The memset from season-1

/* This file contains a variety of implementations of memset. If you don't know
 * what memset is `man memset` may enlighten you. Its definition is
 *
 *  void* memset(void* b, int c, size_t len);
 *
 * I wrote this code partly as a gentle introduction to memset and partly as a
 * reminder to myself of how memset works. This code is in the public domain and
 * you are free to use it for any purpose (commercial or non-commercial) with or
 * without attribution to me. I don't guarantee the correctness of any of the
 * code herein and if you spot a mistake please let me know and I'll correct it.
 *
 * I wrote this code during my free time, but at a period during which I was
 * employed by National ICT Australia and it was heavily related to my work. If
 * push comes to shove it may be considered their intellectual property, but as
 * it is not functional freestanding code and (better) implementations of memset
 * are widely available, I hope they won't mind :)
 *
 * Matthew Fernandez, 2011
 */

#include <string.h>
#include <stdio.h>
#include <stdint.h>
#include <assert.h>

/* Just for convenience let's setup a type for bytes. */
typedef unsigned char byte;

/* Let's start off with a fairly naive implementation of memset. This sets
 * memory byte-by-byte. While not being particularly efficient and being
 * slightly braindead, it does have the advantage of being readily
 * understandable and reasonably straightforward to implement without making
 * mistakes.
 */
void* bytewise_memset(void* s, int c, size_t sz) {
    byte* p = (byte*)s;

    /* c should only be a byte's worth of information anyway, but let's mask out
     * everything else just in case.
     */
    byte x = c & 0xff;

    while (sz--)
        *p++ = x;
    return s;
}

/* A smarter way of doing memset is word-by-word. Your architecture will have a
 * native word size (32 bits on x86) and reads/writes at this granularity will
 * be more efficient than those at finer granularities. Let's take a look at
 * memset for a 32-bit architecture.
 */
void* wordwise_32_memset(void* s, int c, size_t sz) {
    uint32_t* p = (uint32_t*)s;

    /* In this case the masking is actually important. */
    uint32_t x = c & 0xff;

    /* Construct a word's worth of the value we're supposed to be setting. */
    x |= x << 8;
    x |= x << 16;

    /* This technique (without a prologue and epilogue) will only cope with
     * sizes that are word-aligned. For example, you cannot use this function to
     * set a region 7 bytes long. Let's do some checks to make sure the size
     * passed is actually something we can cope with. It is worth noting that in
     * practice you would actually want to check the alignment of the start
     * pointer as well. Doing a word-wise memset on an unaligned pointer gains
     * you nothing and may even hurt performance.

[Excerpts from location labeling data]
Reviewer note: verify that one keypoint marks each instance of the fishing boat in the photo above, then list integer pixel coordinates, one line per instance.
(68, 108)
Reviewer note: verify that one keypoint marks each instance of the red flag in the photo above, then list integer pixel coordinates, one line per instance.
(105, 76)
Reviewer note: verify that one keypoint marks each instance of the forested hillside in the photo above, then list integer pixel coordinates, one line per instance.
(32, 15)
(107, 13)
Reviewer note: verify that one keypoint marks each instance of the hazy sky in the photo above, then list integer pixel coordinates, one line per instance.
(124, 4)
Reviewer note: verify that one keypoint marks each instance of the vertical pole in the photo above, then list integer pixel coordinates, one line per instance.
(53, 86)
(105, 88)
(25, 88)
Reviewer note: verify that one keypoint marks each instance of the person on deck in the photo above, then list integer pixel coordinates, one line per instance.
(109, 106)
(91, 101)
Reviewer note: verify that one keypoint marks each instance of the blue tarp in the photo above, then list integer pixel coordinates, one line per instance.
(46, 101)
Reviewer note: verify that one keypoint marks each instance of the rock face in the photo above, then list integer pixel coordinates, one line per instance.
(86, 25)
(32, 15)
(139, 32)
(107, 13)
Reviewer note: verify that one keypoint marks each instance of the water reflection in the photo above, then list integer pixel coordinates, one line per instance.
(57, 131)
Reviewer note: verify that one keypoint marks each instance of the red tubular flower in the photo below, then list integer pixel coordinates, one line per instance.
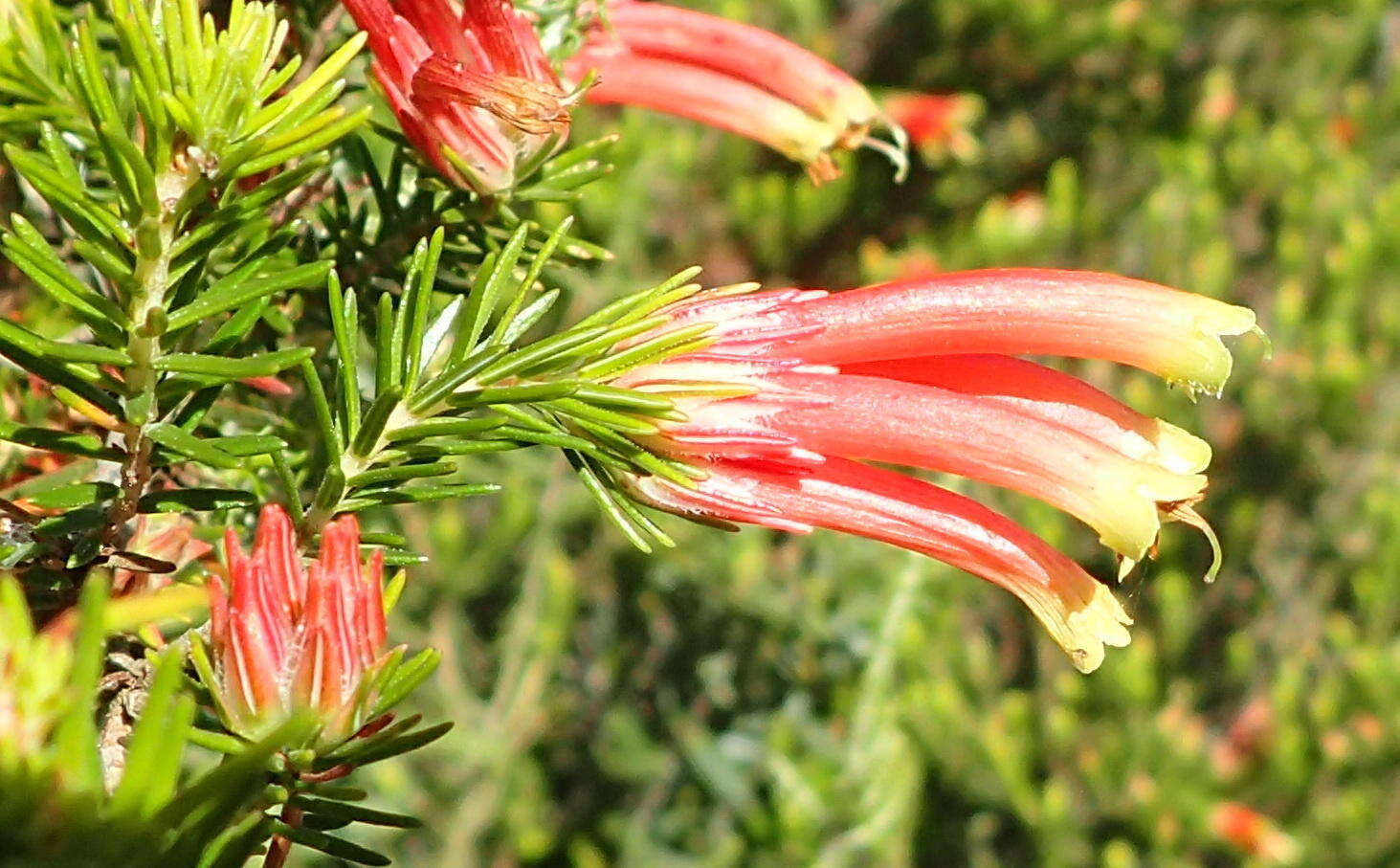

* * *

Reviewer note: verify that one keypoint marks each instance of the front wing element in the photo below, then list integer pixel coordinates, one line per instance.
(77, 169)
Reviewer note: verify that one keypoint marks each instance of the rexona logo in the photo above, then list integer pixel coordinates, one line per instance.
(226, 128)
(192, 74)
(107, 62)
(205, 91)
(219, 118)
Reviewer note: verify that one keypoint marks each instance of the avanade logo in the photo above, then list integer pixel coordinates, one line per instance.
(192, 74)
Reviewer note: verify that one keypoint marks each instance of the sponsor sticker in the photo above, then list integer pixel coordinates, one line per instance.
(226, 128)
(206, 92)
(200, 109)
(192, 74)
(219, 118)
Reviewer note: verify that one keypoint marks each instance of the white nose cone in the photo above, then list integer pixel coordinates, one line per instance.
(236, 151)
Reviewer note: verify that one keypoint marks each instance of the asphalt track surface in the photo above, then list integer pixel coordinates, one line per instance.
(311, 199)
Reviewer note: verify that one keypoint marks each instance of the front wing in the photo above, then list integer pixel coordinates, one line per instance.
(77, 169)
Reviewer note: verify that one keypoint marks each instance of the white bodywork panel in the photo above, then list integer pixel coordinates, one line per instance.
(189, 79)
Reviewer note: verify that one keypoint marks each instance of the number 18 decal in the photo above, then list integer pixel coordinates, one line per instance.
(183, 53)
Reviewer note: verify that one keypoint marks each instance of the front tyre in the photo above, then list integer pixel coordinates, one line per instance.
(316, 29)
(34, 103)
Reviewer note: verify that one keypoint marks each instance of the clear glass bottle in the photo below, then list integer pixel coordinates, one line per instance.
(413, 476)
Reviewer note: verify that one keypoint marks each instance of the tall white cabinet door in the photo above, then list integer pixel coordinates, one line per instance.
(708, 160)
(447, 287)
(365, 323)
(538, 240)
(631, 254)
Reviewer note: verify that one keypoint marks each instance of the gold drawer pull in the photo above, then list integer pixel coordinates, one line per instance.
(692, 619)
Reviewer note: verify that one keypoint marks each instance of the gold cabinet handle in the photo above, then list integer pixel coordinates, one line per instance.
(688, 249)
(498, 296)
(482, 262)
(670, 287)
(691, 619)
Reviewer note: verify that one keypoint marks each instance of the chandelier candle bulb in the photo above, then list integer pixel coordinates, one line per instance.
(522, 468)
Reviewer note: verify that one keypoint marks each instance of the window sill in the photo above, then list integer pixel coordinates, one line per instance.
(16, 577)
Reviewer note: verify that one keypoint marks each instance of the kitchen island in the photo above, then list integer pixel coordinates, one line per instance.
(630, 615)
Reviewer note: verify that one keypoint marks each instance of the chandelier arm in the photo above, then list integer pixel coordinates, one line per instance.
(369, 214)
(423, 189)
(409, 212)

### List of tasks
1. Reproduce the part of the memset source that opens with the words containing "The memset from" and closes with "I'll correct it.", renaming "memset" to "memfill" wherever it occurs.
2. Select and copy every line of the entries that contains the word "below".
The memset source and the entries come from unrelated sources.

### Per-task outputs
1.
The memfill from season-1

/* This file contains a variety of implementations of memfill. If you don't know
 * what memfill is `man memfill` may enlighten you. Its definition is
 *
 *  void* memfill(void* b, int c, size_t len);
 *
 * I wrote this code partly as a gentle introduction to memfill and partly as a
 * reminder to myself of how memfill works. This code is in the public domain and
 * you are free to use it for any purpose (commercial or non-commercial) with or
 * without attribution to me. I don't guarantee the correctness of any of the
 * code herein and if you spot a mistake please let me know and I'll correct it.

2.
Reviewer note: verify that one keypoint marks each instance of the red tubular flower in the photo below, then list integer pixel coordinates, one line per instance.
Reviewer note: verify that one keypoint marks each instance of the front wing element in the photo below, then list integer pixel coordinates, one line per instance.
Reviewer note: verify that one keypoint marks each instance of the clear glass bottle in the photo below, then list integer pixel coordinates, one line per instance.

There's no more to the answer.